**Data in this exercise:**

◇ ◇ ◇ ◇ ◇

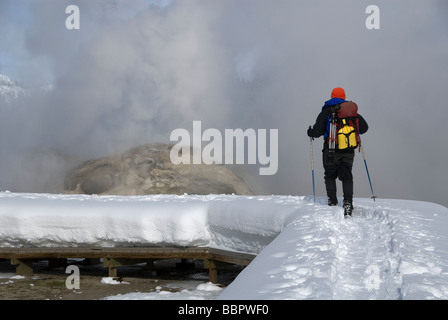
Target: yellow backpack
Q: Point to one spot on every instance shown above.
(347, 136)
(344, 127)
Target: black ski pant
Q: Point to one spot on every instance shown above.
(339, 165)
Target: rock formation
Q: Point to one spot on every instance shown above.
(148, 170)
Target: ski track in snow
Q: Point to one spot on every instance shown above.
(380, 253)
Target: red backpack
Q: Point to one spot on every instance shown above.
(344, 127)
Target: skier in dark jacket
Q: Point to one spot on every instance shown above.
(337, 164)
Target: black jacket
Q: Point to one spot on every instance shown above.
(322, 124)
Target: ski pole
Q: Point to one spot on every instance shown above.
(312, 168)
(368, 175)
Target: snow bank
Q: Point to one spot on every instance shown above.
(390, 249)
(238, 223)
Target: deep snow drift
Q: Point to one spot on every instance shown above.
(390, 249)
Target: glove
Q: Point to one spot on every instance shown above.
(310, 132)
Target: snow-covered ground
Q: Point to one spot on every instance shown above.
(390, 249)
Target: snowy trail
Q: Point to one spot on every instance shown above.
(381, 253)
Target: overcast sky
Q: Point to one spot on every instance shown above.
(138, 69)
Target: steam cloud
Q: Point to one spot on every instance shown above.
(138, 69)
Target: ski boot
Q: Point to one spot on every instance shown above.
(332, 201)
(348, 209)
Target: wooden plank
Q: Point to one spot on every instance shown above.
(118, 256)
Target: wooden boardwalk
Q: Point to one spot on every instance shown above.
(113, 258)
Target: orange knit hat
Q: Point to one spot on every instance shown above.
(338, 93)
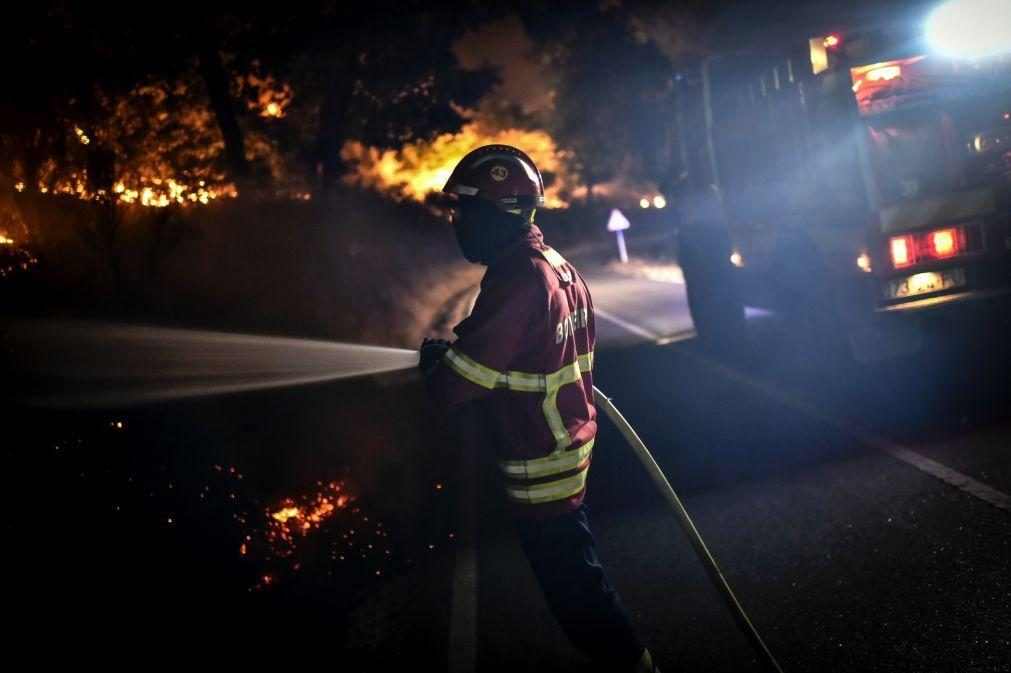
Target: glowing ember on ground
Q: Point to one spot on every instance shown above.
(298, 517)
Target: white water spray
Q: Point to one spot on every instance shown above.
(92, 365)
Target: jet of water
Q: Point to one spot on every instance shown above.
(76, 364)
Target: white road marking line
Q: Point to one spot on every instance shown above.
(926, 465)
(622, 322)
(462, 655)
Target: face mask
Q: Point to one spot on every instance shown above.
(482, 230)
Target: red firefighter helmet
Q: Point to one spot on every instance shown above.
(500, 174)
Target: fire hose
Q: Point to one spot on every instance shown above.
(702, 552)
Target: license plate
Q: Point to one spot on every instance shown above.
(925, 283)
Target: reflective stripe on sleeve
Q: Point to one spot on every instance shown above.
(470, 370)
(546, 492)
(556, 463)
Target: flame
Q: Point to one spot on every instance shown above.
(423, 167)
(292, 517)
(154, 193)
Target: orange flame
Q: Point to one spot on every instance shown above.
(293, 518)
(423, 167)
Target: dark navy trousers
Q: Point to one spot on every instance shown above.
(560, 551)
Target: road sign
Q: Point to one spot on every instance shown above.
(618, 223)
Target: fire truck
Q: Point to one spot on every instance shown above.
(853, 183)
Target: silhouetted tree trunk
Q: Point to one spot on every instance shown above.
(333, 113)
(215, 79)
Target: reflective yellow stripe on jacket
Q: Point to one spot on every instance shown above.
(562, 460)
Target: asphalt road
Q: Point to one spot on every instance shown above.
(859, 511)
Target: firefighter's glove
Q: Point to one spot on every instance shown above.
(433, 351)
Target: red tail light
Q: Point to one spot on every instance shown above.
(902, 252)
(919, 248)
(945, 243)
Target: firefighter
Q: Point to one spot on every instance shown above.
(525, 358)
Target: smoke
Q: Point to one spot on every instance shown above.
(71, 364)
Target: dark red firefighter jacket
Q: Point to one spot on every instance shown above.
(526, 353)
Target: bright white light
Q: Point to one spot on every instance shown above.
(971, 28)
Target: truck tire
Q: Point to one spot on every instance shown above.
(713, 292)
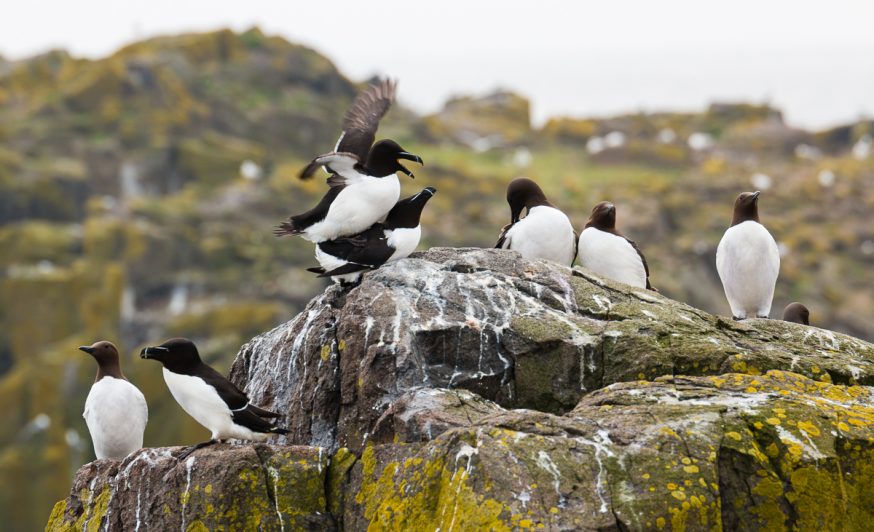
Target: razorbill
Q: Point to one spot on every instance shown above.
(748, 261)
(607, 252)
(208, 397)
(115, 410)
(796, 313)
(544, 233)
(343, 259)
(363, 183)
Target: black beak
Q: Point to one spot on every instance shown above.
(149, 352)
(410, 157)
(406, 171)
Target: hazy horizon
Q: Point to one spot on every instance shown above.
(591, 61)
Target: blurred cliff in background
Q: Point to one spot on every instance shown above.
(138, 193)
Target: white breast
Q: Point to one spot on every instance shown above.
(545, 233)
(365, 201)
(748, 262)
(206, 406)
(116, 414)
(611, 256)
(404, 240)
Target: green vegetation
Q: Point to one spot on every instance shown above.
(124, 214)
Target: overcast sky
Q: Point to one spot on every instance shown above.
(813, 59)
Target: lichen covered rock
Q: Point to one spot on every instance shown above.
(520, 333)
(263, 487)
(473, 389)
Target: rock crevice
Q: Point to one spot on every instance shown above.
(468, 388)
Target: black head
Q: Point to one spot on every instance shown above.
(523, 193)
(746, 208)
(603, 217)
(106, 355)
(407, 212)
(383, 159)
(796, 313)
(177, 354)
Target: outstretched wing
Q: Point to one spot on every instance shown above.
(369, 248)
(362, 119)
(297, 224)
(334, 162)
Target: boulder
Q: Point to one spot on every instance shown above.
(523, 334)
(474, 389)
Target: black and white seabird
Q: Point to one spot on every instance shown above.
(363, 184)
(748, 261)
(607, 252)
(796, 313)
(544, 233)
(115, 410)
(208, 397)
(345, 258)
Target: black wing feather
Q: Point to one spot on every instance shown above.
(368, 249)
(577, 249)
(296, 225)
(243, 413)
(503, 236)
(362, 119)
(230, 394)
(250, 419)
(642, 259)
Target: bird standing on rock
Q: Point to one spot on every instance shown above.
(748, 261)
(208, 397)
(363, 184)
(607, 252)
(345, 258)
(544, 233)
(115, 410)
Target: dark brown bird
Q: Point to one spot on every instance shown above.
(606, 251)
(363, 184)
(115, 410)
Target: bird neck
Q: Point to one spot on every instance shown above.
(109, 369)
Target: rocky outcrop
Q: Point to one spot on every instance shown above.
(520, 333)
(465, 389)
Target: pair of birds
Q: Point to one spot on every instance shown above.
(116, 411)
(359, 224)
(546, 233)
(747, 258)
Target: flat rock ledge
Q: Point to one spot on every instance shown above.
(467, 389)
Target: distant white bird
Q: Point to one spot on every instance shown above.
(748, 261)
(115, 410)
(607, 252)
(544, 233)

◇ ◇ ◇ ◇ ◇

**What to produce:** Print the full listing exactly, dropping the pictures.

**Response below:**
Target: yellow backpack
Q: Point to one spot on every instance shown above.
(347, 136)
(344, 127)
Target: black ski pant
Q: Point to one spot on every instance shown above.
(339, 165)
Target: rock formation
Q: Point to one spot on every instance shown above.
(148, 170)
Target: ski track in snow
Q: Point to one spot on every instance shown above.
(380, 253)
Target: red backpack
Q: Point to one spot on every instance shown above.
(344, 127)
Target: skier in dark jacket
Q: Point to one spot on every instance shown above.
(337, 164)
Target: black jacket
Q: Point to one spot on every instance shown above.
(322, 124)
Target: ski pole
Q: Point to one spot on every instance shown above.
(312, 168)
(368, 175)
Target: snow bank
Q: Point to one spot on every instance shown above.
(390, 249)
(238, 223)
Target: deep snow drift
Q: Point to one spot on every instance shown above.
(390, 249)
Target: glove
Q: Point to one spot on every instance shown above.
(310, 132)
Target: snow-covered ground
Q: Point to one spot on every instance shown above.
(390, 249)
Target: snowy trail
Q: Point to one spot on every instance shown above.
(381, 253)
Target: overcast sky
Q: Point to one spot on every instance shown above.
(138, 69)
Target: steam cloud
Q: Point to one spot on every instance shown above.
(138, 69)
Target: ski boot
Q: Point to one spot on every instance shown above.
(332, 201)
(348, 209)
Target: wooden plank
Q: Point to one spot on every instance shown above.
(118, 256)
Target: wooden boardwalk
Q: Point to one spot on every instance shown above.
(113, 258)
Target: orange knit hat
Q: Point to one spot on every instance shown above.
(338, 93)
Target: glowing ember on ground
Q: Point to one spot on every instance shown above.
(298, 517)
Target: white water spray
Q: Point to one spot on every instance shown above.
(92, 365)
Target: jet of water
Q: Point to one spot on every instance shown above.
(76, 364)
Target: white road marking line
Q: Point to one spot on every instance shown above.
(926, 465)
(622, 322)
(462, 655)
Target: face mask
Q: Point to one spot on every instance shown above.
(482, 230)
Target: red firefighter helmet
Q: Point to one spot on every instance shown above.
(500, 174)
Target: fire hose
Q: Point to one spot on every instance shown above.
(702, 552)
Target: license plate
Q: Point to one spot on every instance shown above.
(925, 283)
Target: reflective stripe on sleeve
Q: Point to one spot on every instance shown above.
(470, 370)
(546, 492)
(556, 463)
Target: flame
Q: Point to one spot on every instance shown above.
(423, 167)
(292, 517)
(154, 193)
Target: orange flame
Q: Point to one spot on every instance shown above.
(293, 518)
(423, 167)
Target: dark navy trousers
Q: Point to one spot on every instance shown above.
(560, 551)
Target: road sign
Q: Point to one spot on every instance shown above.
(618, 223)
Target: fire truck
Q: Point to one spot on every instance shown above.
(853, 183)
Target: silhouetted tree trunk
Q: Point to one spot on every instance shown above.
(333, 113)
(215, 79)
Target: reflective yellow stripe on jacket
Q: Point to one spot on every instance shown above.
(562, 460)
Target: asphalt road
Q: Point to one spot on every instance shown above.
(859, 511)
Target: firefighter's glove
Q: Point to one spot on every instance shown above.
(433, 351)
Target: red tail light
Q: Point to one spot on every instance shown above.
(902, 252)
(919, 248)
(945, 243)
Target: firefighter
Q: Point to one spot on every instance shown above.
(525, 358)
Target: smoke
Q: Point to one spot on every instance shown above.
(71, 364)
Target: dark red firefighter jacket
Q: Point to one spot on every instance shown above.
(526, 353)
Target: bright white light
Q: Point to one spot on every instance shown above.
(971, 28)
Target: truck tire
Q: Point to one spot on every instance shown above.
(713, 292)
Target: razorbill
Q: Point to one spot on every instance shown above.
(748, 261)
(607, 252)
(208, 397)
(115, 410)
(796, 313)
(544, 233)
(343, 259)
(363, 183)
Target: black beak
Q: Point to one spot on every instance shown above.
(149, 352)
(410, 157)
(406, 171)
Target: hazy horizon
Q: Point to one spot on every instance shown above.
(591, 61)
Target: blurred cliff in background
Q: Point to one spot on every instance shown above.
(138, 193)
Target: white breast
Q: Point to one spot on every instance shown above.
(545, 233)
(365, 201)
(748, 262)
(206, 406)
(116, 414)
(611, 256)
(404, 240)
Target: green vegetation
Q: Point to one spot on every instance shown above.
(124, 214)
Target: overcast sky
Q: Point to one spot on every instance shown above.
(813, 59)
Target: lichen covered rock
Q: Point to one spot on every instance shown above.
(520, 333)
(263, 487)
(473, 389)
Target: rock crevice
Q: Point to one spot on every instance shown above.
(468, 388)
Target: black head
Q: Point to one spot on every instance shown above.
(523, 193)
(746, 208)
(603, 217)
(106, 355)
(407, 212)
(383, 159)
(796, 313)
(177, 354)
Target: outstretched wing
Q: Point to one spot on every instance shown above.
(369, 248)
(362, 119)
(297, 224)
(334, 162)
Target: boulder
Q: Point to one spot on every instance shown above.
(523, 334)
(474, 389)
Target: black and white seabird
Q: Point to one spot on every instance shown above.
(363, 184)
(748, 261)
(607, 252)
(796, 313)
(544, 233)
(115, 410)
(208, 397)
(345, 258)
Target: black wing feather
Q: Point to one spot on every instance shown above.
(368, 249)
(577, 249)
(296, 225)
(243, 413)
(503, 236)
(362, 119)
(230, 394)
(250, 419)
(642, 259)
Target: bird standing on rock
Q: Point to one spot on every instance shown above.
(748, 261)
(208, 397)
(363, 184)
(607, 252)
(345, 258)
(544, 233)
(115, 410)
Target: dark brown bird
Q: Point to one spot on every instance shown above.
(606, 251)
(363, 184)
(115, 410)
Target: bird neck
Q: Point to one spot on every instance shown above.
(109, 369)
Target: rocky outcrop
Q: Point to one spot on every instance shown above.
(520, 333)
(465, 389)
Target: pair of birds
Q: Point to one spot on every instance shown above.
(116, 411)
(359, 224)
(546, 233)
(747, 258)
Target: flat rock ledge
Q: Point to one spot on every instance shown above.
(467, 389)
Target: distant white bird
Q: Point to one spot on every instance shown above.
(748, 261)
(115, 410)
(607, 252)
(544, 233)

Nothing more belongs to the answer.